> Requirement
Copy the lines below word for word, leaving out the pictures.

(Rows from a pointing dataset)
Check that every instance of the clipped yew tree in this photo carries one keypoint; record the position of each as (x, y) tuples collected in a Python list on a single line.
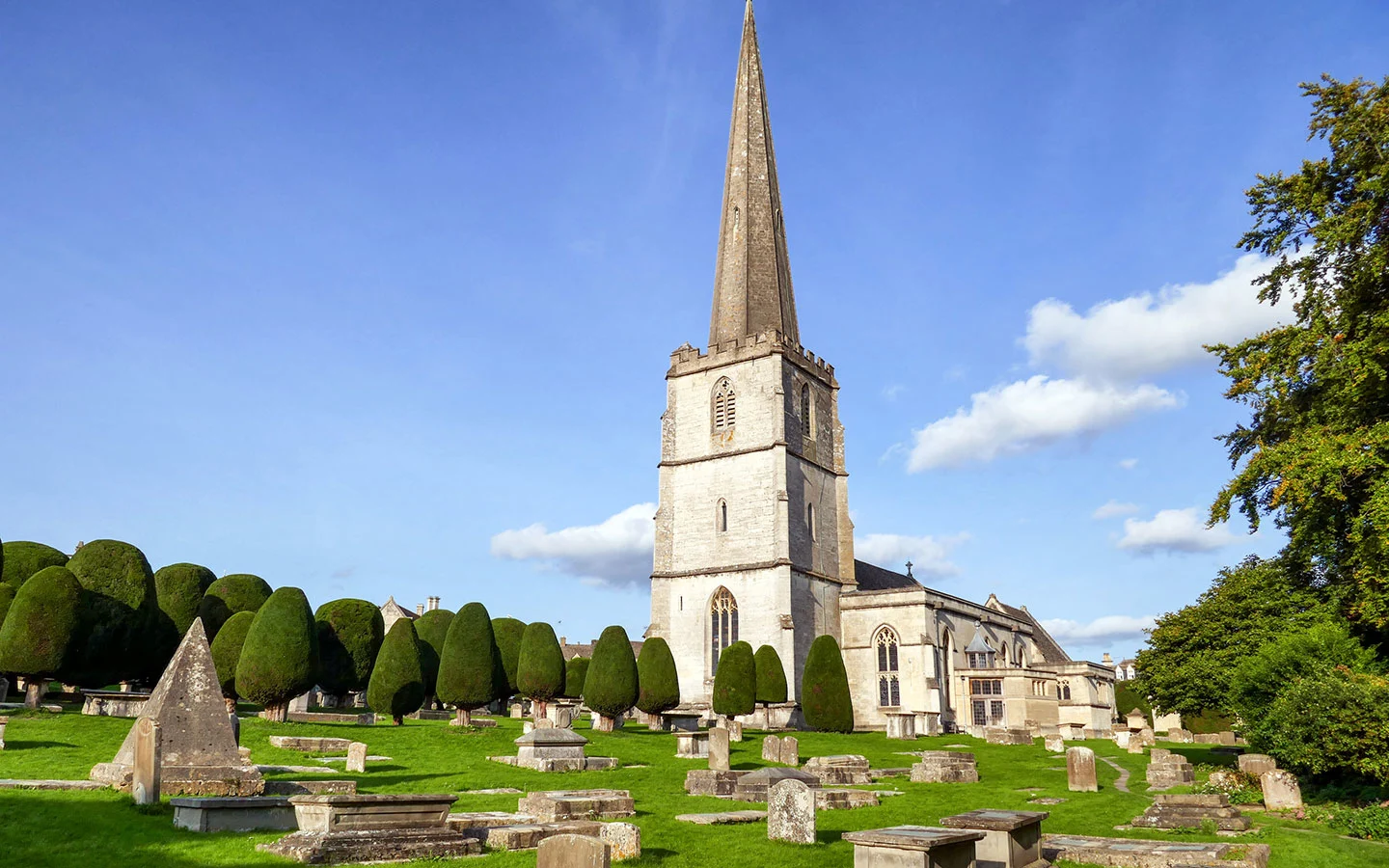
[(227, 653), (574, 674), (432, 628), (239, 592), (469, 663), (539, 666), (771, 675), (38, 632), (349, 637), (280, 657), (824, 688), (21, 558), (612, 685), (735, 682), (120, 615), (397, 685), (659, 685)]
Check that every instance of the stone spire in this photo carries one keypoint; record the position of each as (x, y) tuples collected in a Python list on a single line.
[(751, 280)]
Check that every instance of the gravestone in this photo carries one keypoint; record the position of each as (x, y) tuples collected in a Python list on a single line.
[(1079, 771), (791, 813)]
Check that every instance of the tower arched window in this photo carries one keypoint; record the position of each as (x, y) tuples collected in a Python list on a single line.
[(722, 624), (725, 404), (889, 687)]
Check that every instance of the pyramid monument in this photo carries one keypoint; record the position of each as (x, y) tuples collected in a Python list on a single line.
[(198, 748)]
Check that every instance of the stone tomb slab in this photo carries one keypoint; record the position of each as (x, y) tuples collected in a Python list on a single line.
[(914, 848), (1012, 839)]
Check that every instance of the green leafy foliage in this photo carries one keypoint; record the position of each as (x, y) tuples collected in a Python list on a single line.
[(349, 637), (540, 665), (21, 558), (470, 660), (659, 684), (227, 650), (824, 688), (771, 675), (280, 659), (397, 685), (38, 634), (612, 685), (1314, 453), (735, 681)]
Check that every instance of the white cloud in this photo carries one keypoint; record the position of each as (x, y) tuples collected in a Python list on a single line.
[(928, 555), (1113, 510), (1153, 332), (615, 552), (1026, 414), (1173, 530), (1110, 628)]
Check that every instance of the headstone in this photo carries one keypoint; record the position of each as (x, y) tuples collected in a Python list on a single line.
[(791, 813), (145, 783), (1079, 771), (573, 852), (719, 750), (1281, 791), (357, 757)]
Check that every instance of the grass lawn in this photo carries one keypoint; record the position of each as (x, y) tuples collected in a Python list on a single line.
[(84, 829)]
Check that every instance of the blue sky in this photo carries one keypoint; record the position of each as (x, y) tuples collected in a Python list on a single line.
[(356, 296)]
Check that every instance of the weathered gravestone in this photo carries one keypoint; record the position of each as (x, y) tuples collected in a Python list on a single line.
[(791, 813)]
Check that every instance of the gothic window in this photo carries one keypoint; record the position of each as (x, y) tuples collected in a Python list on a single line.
[(725, 409), (722, 624)]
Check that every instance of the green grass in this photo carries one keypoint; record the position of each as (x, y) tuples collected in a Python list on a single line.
[(79, 829)]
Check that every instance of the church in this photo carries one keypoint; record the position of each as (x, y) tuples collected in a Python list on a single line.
[(753, 533)]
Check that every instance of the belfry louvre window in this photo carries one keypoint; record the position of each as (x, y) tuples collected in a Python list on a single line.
[(725, 404), (722, 624)]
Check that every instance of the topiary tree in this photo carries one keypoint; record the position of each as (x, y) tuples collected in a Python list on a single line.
[(397, 685), (507, 634), (771, 675), (349, 637), (612, 685), (21, 558), (735, 681), (120, 614), (659, 684), (239, 592), (824, 688), (280, 657), (37, 635), (574, 674), (539, 666), (469, 663), (432, 630), (227, 654)]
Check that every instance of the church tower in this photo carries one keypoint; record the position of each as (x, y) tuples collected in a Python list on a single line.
[(753, 539)]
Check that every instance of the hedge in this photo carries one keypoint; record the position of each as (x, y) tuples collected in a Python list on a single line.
[(659, 684)]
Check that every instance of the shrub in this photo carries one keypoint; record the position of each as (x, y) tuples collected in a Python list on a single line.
[(659, 684), (239, 592), (771, 675), (469, 663), (824, 689), (21, 558), (280, 659), (432, 628), (574, 674), (227, 650), (540, 665), (120, 614), (37, 635), (612, 685), (507, 632), (397, 687), (349, 637)]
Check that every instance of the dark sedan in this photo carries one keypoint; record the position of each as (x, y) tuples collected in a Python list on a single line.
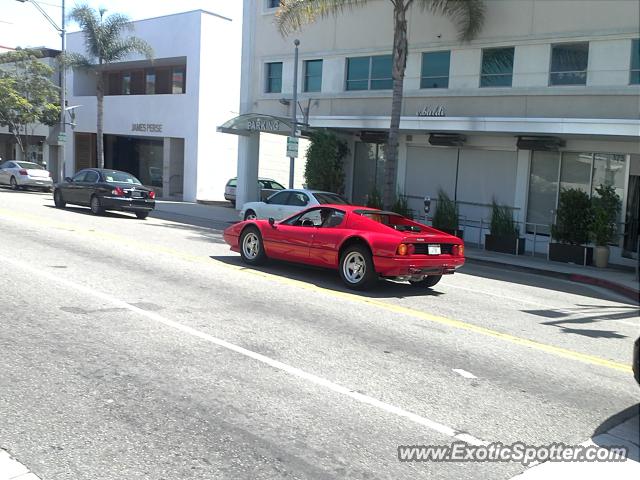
[(104, 189)]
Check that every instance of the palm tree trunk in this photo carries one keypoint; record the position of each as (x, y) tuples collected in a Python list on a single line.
[(100, 126), (399, 65)]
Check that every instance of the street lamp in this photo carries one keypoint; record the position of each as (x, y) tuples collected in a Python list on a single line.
[(63, 82), (294, 107)]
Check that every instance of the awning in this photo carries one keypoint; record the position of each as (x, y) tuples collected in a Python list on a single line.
[(255, 122)]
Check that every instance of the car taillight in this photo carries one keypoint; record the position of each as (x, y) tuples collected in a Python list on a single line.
[(406, 249)]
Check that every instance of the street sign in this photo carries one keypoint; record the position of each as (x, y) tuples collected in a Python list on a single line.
[(292, 147)]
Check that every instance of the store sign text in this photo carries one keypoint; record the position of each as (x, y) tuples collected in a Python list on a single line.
[(146, 127), (432, 111)]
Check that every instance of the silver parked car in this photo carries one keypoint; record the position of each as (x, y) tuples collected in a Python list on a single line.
[(283, 204), (267, 187), (21, 174)]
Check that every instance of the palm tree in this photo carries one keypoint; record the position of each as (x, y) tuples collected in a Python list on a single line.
[(467, 15), (104, 45)]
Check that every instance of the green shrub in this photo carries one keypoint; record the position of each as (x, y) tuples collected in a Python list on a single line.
[(606, 208), (573, 217), (502, 223), (446, 216), (325, 162)]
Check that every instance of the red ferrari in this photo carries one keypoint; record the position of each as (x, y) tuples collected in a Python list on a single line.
[(361, 243)]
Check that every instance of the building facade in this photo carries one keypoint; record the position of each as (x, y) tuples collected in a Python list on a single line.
[(160, 115), (546, 97)]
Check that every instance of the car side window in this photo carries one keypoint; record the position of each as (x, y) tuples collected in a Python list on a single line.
[(79, 177), (91, 177), (298, 199), (279, 198)]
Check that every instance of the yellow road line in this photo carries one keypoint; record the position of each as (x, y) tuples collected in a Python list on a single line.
[(461, 325)]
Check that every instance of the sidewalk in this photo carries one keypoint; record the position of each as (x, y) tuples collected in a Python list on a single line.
[(623, 282), (620, 281), (625, 434)]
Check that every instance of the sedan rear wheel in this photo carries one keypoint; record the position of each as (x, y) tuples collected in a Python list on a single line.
[(427, 282), (96, 206), (58, 200), (252, 247), (356, 268)]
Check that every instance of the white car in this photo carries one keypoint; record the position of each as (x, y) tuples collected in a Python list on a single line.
[(21, 174), (287, 202)]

> Solution to this problem
Check that every instance of the clipped yew tree in this photo carries one keypoint; record the position of each as (x, y) tuples collected in a Python list on a single line.
[(227, 653), (574, 674), (432, 628), (239, 592), (469, 663), (539, 666), (771, 675), (38, 632), (349, 637), (280, 657), (824, 688), (21, 558), (612, 685), (735, 682), (120, 615), (397, 685), (659, 685)]
Check that every instance of the stone spire in this photo carries one keypoint; record the position of each as (x, y) tuples collected in a Python list on a single line.
[(751, 280)]
Check that every instance of the gravestone in this photo carries one keypoint; record the position of each as (x, y) tuples collected in a Python list on a single line.
[(1079, 771), (791, 813)]
Check that every instance of the tower arched window in this photo carries one keypoint; record the position of each as (x, y) tuples collected in a Python list on a single line.
[(722, 624), (725, 404), (889, 687)]
Check that every instance of the pyramid monument in this photo carries one keypoint; record the position of each as (x, y) tuples collected in a Python list on a single line.
[(198, 748)]
Check that every instance of the stone tomb slab in this photo carries one keypoint; record the position of each as (x, y) tuples collected in a Python list on a single line.
[(914, 848), (1012, 839)]
Check that every instance of the green leafy foliage in this photo carries one keypoint; record the position of each as (x, y) tuples collected in a Python list on a single line.
[(349, 637), (540, 665), (21, 558), (470, 660), (659, 684), (227, 650), (824, 688), (771, 675), (280, 659), (397, 685), (38, 634), (612, 685), (1314, 453), (735, 681)]
Check that every instance of the white cloud in this photo carries one keypoint; record the position of each as (x, y) tuples collected in a Python list on a single line.
[(928, 555), (1113, 510), (1153, 332), (615, 552), (1026, 414), (1173, 530), (1110, 628)]
Check that every instance of the headstone in this photo carries one keypoint; record the position of each as (x, y) tuples collected in a Python list on a single line.
[(791, 813), (145, 783), (1079, 771), (573, 852), (719, 750), (1281, 791), (357, 757)]
Check that every instance of the grass lawn in this photo carries one keypoint; record the position of each as (x, y) tuples collected in a Python list on a single line.
[(84, 829)]
Check that every instance of the blue sky in this photo carries one keypoint; record the position of each as (x, y) tuples collected in a Python list on a single line.
[(356, 296)]
Check that every instance of the weathered gravestone in this photo carries one keypoint; record the position of each as (x, y) tuples collected in a Python list on a single line.
[(791, 813)]
Check that every instance of the gothic window in this photo carries one keypoint; record the position of each as (x, y) tuples collected in a Python list on a single line.
[(725, 409), (722, 624)]
Check that every instance of the green grass in this photo carries one keypoint; record the position of each as (x, y) tuples collected in a Python list on a single line.
[(79, 829)]
Check that every instance of the church in this photo carries one keypoint; record the position of each as (x, y) tuples collected in a Python list on a single line.
[(753, 533)]
Check that every instance of the belfry louvre window in this photo carries one keypoint; record the position of each as (x, y) tuples collected in a Python list on a single line.
[(725, 404), (722, 624)]
Check that every instance of the topiary tree in this photo carries one keypoint; record the position of each as (x, y) tuples collected in a Python list on a single line.
[(397, 685), (507, 634), (771, 675), (349, 637), (612, 685), (21, 558), (735, 681), (120, 614), (659, 684), (239, 592), (824, 688), (280, 657), (37, 635), (574, 674), (539, 666), (469, 663), (432, 630), (227, 654)]
Check that every instance of the church tower in this photo carries one keypoint; record the position of each as (x, y) tuples collected in a Python list on a single line.
[(753, 539)]
Check that every instance of the hedge in this photo carries one keypoint; record the position of each as (x, y) tuples collected in a Python list on a single line.
[(659, 684)]
Check that every instance of the shrub in this photo carries one keypoint; record the position of each as (x, y) tuples collected in a Python list on a single line.
[(659, 684), (239, 592), (771, 675), (469, 663), (824, 689), (21, 558), (280, 659), (432, 628), (574, 674), (227, 650), (540, 665), (120, 614), (37, 635), (612, 685), (507, 632), (397, 687), (349, 637)]
Check that every instance of the dark sedan in this photo carries one keypoint; record the position of each as (x, y) tuples collected in a Python list on a single line.
[(104, 189)]
Check that every instance of the palm tree trunk in this photo carries one keypoint; record the position of each as (x, y) tuples collected in a Python list on a single line.
[(100, 126), (399, 65)]
Check that every instance of the street lamp in this photo carries one keypoint; record the position of each as (x, y) tuples collected in a Python list on a single line.
[(63, 82), (294, 107)]
Check that every instance of the awning in this photo carries one keypoint; record the position of each as (x, y) tuples collected in a Python list on a single line.
[(255, 122)]
Check that every instance of the car taillight in this photo carries one keypoint; record the position of each as (x, y) tuples collected in a Python list on a single line.
[(406, 249)]
Check that every instance of the street sign in this photo carries one keypoint; record the position of each as (x, y) tuples collected in a Python list on a single line.
[(292, 147)]
Check that every instance of the store sign text in this photo carries one keypoint; record the position of each as (x, y) tuples collected in a Python list on a single line.
[(146, 127), (432, 111)]
Check that every instance of the silver parked car in this photo carries one keypoint; record the position of each as (x, y) tuples collected in a Python list on a single line.
[(283, 204), (267, 187), (21, 174)]
Check that every instance of the palm tree in this photo carries one keypoint; record the position of each as (x, y) tuples collected in a Python list on a single line.
[(467, 15), (104, 45)]
Check that every instance of the green shrub in this photo carries one keypoint; record the position of each as (x, y) tuples collected in a Python list on a single line.
[(606, 208), (573, 217), (502, 223), (446, 216), (325, 162)]
Check that every instance of the red ferrari in this photo carries one keypoint; record the position of each as (x, y) tuples collected in a Python list on a single line.
[(361, 243)]
Check that every instance of the building facade in this photo carries one keypoint; record the position of each as (x, y) tuples collected in a Python list on a single line.
[(160, 115), (546, 97)]
Check that every instance of the car side window in this photo carries one keypoint; record the position of each as (x, y) tuples collected in a Python list on a single line.
[(79, 177), (91, 177), (298, 199), (279, 198)]
Check that every instance of the yellow road line in this photo carries one keypoint; record the position of each as (x, y) tuples collected in a Python list on a single line.
[(461, 325)]
Check that every instance of the sidewalk in this photo carries one keypoint; record the position of each as (x, y) tuples collected in a Python list on a single line.
[(623, 282), (620, 281), (625, 434)]
Check that every instance of the sedan rear wheel in this photo carries one keypoint; record the position of each as (x, y) tuples collected in a Python list on a single line.
[(427, 282), (96, 206), (58, 200), (252, 247), (356, 268)]
Check that every instance of the white car in this photo carries one keypoint; record the position of each as (x, y) tuples collected in a Python list on a single line.
[(21, 174), (287, 202)]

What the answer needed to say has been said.